# START OF PAGE EXCERPT

Diversity as Strength

The Federation of Asian Canadian Lawyers (FACL) is one of the largest legal professional associations in Canada focused on diversity. It began in Ontario in 2007 and chapters have since started in BC, Alberta, Quebec, and the Atlantic region. BC’s chapter began in 2011 with a modest 30 lawyers meeting in a downtown Vancouver restaurant but has quickly grown to about 200 members. According to Jennifer Lau (LLB ’08) Director of Career Services at the Allard School of Law and former FACL President, FACL has been critical in helping to build community and support systems for Asian Canadian lawyers and law students.

“I think an organization like FACL is important for networking and community building; to connect with people who have had similar experiences; and to advocate for equality.” says Lau. “For students, it can be particularly important because everyone in law school already has imposter syndrome. Then you layer on the historical and current underrepresentation of racialized peoples in the law. You look around for inspirational role models for your own career development, and yet there are so few judges, law firm partners, and organizational leaders of Asian descent.”

This lack of Asian representation in the upper echelons of the legal system is most likely due to the fact that Canada has only had two generations of Asian Canadian lawyers so far.  Chinese and South Asian Canadians were denied the right to vote until 1947 and Japanese Canadians until 1949, which meant that they were also not allowed to practice law. Allard Law alumnus Justice Randall Wong (LLB ’66) made history in 1974 when he became the first Chinese-Canadian federally-appointed judge. At the time, visible minorities made up fewer than approximately 5% of Canada’s population [1]. Times have changed. Today, approximately 20% of the general population is visible minorities [2]. In Metro Toronto and Vancouver, this figure approaches or exceeds 50% [3]. But when Justice Wong retired from the bench in 2016, fewer than approximately 1% of federally-appointed judges on provincial superior courts were visible minorities [4].

Allard School of Law alumnus, Steven Ngo (JD ’14) started the Alberta chapter of FACL, FACL Western, which has grown to include four cities, Calgary, Edmonton, Saskatoon, and Winnipeg and has almost 400 members.

“FACL is an organization that is near and dear to me,” says Ngo. “I first got involved when I was a student at the Allard School of Law. My dad was a refugee from Vietnam and my mom was a new immigrant from China. Neither of them knew anyone in law and I was the first in my family to pursue law as a career. Thankfully, FACL was around during my student days. I couldn’t have reached where I am today without the various mentors and people that I met through the organization.”

On November 2, the BC Chapter of Federation of Asian Canadian Lawyers (FACL BC) hosted their sixth annual gala to raise money to support the organization, as well as other philanthropic ventures.

Besides going toward FACL BC events and operations, proceeds from last year’s gala supported the Vancouver Asian Canadian Theatre (as selected by the gala’s keynote speaker), and the Islamophobia Legal Assistance Hotline, which connects individuals who have experienced discrimination, harassment, or violence because they are Muslim or are perceived to be Muslims with lawyers offering free confidential legal advice. The Allard School of Law has supported FACL BC by purchasing a table at their annual gala since 2013 and by supporting the involvement of faculty, staff, and students in FACL BC.

# END OF PAGE EXCERPT

EXERCISE A
According to the FACL article, in what year did the BC chapter of the Federation of Asian Canadian Lawyers begin?
EXERCISE B
Reproduce the rows from the line containing "mark the white metal" through the last line of the rows, both ends included.

# START OF EXTRACTED DATA

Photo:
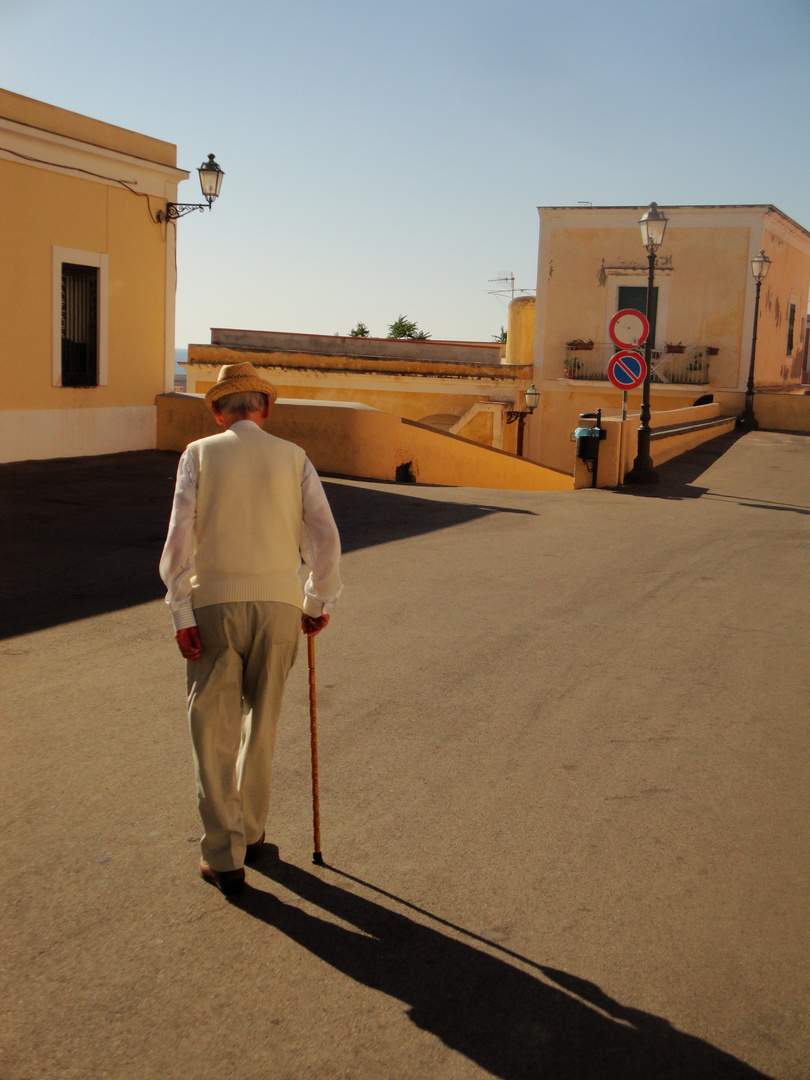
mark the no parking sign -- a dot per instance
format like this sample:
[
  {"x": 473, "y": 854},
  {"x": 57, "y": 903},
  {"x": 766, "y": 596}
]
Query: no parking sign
[
  {"x": 628, "y": 328},
  {"x": 626, "y": 369}
]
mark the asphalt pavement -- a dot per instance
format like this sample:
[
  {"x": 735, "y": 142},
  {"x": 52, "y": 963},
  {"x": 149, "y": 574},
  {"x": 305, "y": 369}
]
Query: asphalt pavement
[{"x": 564, "y": 770}]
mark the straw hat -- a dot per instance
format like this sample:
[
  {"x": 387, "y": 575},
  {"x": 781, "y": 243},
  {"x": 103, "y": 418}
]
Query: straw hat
[{"x": 240, "y": 379}]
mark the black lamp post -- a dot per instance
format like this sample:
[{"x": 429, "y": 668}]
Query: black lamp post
[
  {"x": 759, "y": 267},
  {"x": 211, "y": 181},
  {"x": 532, "y": 399},
  {"x": 653, "y": 227}
]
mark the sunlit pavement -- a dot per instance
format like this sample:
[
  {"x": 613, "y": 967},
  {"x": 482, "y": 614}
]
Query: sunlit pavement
[{"x": 564, "y": 774}]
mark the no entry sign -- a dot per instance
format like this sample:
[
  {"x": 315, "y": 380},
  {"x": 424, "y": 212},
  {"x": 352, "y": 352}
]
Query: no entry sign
[
  {"x": 626, "y": 369},
  {"x": 629, "y": 327}
]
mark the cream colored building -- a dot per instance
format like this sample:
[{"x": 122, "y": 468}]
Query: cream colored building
[
  {"x": 88, "y": 282},
  {"x": 591, "y": 262}
]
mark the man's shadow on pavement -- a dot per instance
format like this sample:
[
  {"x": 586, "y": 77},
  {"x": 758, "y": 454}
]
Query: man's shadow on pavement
[{"x": 510, "y": 1022}]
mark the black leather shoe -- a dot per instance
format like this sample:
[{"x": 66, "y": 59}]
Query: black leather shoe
[
  {"x": 254, "y": 850},
  {"x": 229, "y": 882}
]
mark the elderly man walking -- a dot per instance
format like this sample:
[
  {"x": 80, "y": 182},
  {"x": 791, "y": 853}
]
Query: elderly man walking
[{"x": 248, "y": 508}]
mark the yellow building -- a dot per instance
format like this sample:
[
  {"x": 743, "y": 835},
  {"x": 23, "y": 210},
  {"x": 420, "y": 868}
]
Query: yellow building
[
  {"x": 463, "y": 388},
  {"x": 591, "y": 264},
  {"x": 86, "y": 282}
]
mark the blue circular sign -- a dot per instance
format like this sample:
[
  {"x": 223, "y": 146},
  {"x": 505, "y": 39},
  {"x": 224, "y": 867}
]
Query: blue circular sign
[{"x": 626, "y": 369}]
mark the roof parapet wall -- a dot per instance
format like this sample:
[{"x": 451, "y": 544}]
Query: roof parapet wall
[{"x": 322, "y": 345}]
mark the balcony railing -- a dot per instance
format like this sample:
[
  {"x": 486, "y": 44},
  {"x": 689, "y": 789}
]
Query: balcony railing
[{"x": 690, "y": 366}]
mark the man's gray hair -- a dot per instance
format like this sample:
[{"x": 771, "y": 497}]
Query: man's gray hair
[{"x": 250, "y": 401}]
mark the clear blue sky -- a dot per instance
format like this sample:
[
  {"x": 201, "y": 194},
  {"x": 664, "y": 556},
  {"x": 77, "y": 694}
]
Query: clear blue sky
[{"x": 387, "y": 158}]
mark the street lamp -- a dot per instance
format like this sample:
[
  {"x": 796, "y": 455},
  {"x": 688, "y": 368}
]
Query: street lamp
[
  {"x": 759, "y": 267},
  {"x": 653, "y": 227},
  {"x": 531, "y": 397},
  {"x": 211, "y": 181}
]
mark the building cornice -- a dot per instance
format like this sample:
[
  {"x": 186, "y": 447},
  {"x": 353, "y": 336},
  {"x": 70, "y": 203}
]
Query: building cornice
[{"x": 61, "y": 153}]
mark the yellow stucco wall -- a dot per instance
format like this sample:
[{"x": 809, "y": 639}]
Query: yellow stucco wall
[
  {"x": 521, "y": 331},
  {"x": 57, "y": 210},
  {"x": 705, "y": 292},
  {"x": 787, "y": 281},
  {"x": 413, "y": 406},
  {"x": 559, "y": 412},
  {"x": 356, "y": 441}
]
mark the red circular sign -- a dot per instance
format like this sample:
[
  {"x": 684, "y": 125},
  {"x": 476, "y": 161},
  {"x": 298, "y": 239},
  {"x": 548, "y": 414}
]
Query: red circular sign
[
  {"x": 626, "y": 369},
  {"x": 629, "y": 327}
]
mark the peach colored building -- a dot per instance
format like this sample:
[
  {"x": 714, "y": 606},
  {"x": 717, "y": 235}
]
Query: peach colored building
[{"x": 591, "y": 264}]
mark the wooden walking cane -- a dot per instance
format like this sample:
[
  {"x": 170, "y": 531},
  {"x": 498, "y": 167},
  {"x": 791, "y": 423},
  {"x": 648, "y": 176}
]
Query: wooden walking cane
[{"x": 316, "y": 856}]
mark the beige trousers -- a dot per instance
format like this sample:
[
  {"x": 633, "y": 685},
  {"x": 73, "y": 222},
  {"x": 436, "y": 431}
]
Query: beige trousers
[{"x": 234, "y": 694}]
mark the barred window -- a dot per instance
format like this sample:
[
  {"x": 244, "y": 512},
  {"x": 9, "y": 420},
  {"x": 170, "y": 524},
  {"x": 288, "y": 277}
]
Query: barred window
[{"x": 79, "y": 325}]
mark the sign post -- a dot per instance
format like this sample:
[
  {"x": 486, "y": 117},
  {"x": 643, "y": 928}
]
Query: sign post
[{"x": 626, "y": 369}]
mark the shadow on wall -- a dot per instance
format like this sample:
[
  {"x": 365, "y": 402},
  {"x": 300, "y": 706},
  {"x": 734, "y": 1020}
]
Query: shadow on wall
[
  {"x": 83, "y": 536},
  {"x": 516, "y": 1024}
]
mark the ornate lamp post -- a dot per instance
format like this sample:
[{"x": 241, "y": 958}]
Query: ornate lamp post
[
  {"x": 653, "y": 227},
  {"x": 531, "y": 399},
  {"x": 211, "y": 181},
  {"x": 759, "y": 267}
]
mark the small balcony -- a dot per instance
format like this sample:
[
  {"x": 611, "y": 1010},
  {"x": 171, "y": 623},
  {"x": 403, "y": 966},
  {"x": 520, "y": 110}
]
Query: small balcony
[{"x": 687, "y": 365}]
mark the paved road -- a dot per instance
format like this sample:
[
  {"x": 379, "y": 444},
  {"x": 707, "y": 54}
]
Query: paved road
[{"x": 564, "y": 751}]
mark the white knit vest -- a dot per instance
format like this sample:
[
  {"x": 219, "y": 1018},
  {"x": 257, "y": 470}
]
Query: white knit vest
[{"x": 248, "y": 518}]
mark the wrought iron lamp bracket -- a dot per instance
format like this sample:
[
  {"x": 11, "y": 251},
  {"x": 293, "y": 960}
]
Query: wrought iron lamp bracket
[{"x": 174, "y": 211}]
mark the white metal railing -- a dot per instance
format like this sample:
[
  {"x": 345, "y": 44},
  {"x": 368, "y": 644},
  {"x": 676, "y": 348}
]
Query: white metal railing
[{"x": 689, "y": 366}]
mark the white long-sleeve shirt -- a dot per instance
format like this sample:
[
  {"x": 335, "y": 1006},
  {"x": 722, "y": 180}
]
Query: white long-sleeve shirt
[{"x": 320, "y": 544}]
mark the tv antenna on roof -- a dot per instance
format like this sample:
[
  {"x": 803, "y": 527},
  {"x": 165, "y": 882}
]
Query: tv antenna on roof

# END OF EXTRACTED DATA

CORRECT OUTPUT A
2011

CORRECT OUTPUT B
mark the white metal railing -- a dot per instance
format like this sample:
[
  {"x": 345, "y": 44},
  {"x": 368, "y": 644},
  {"x": 676, "y": 348}
]
Query: white metal railing
[{"x": 689, "y": 366}]
mark the white long-sleeve shirt -- a dot per instance
format like this sample:
[
  {"x": 335, "y": 1006},
  {"x": 722, "y": 180}
]
Query: white long-sleeve shirt
[{"x": 320, "y": 544}]
mark the tv antenna on roof -- a dot per instance
format like this sample:
[
  {"x": 803, "y": 527},
  {"x": 165, "y": 882}
]
Query: tv antenna on roof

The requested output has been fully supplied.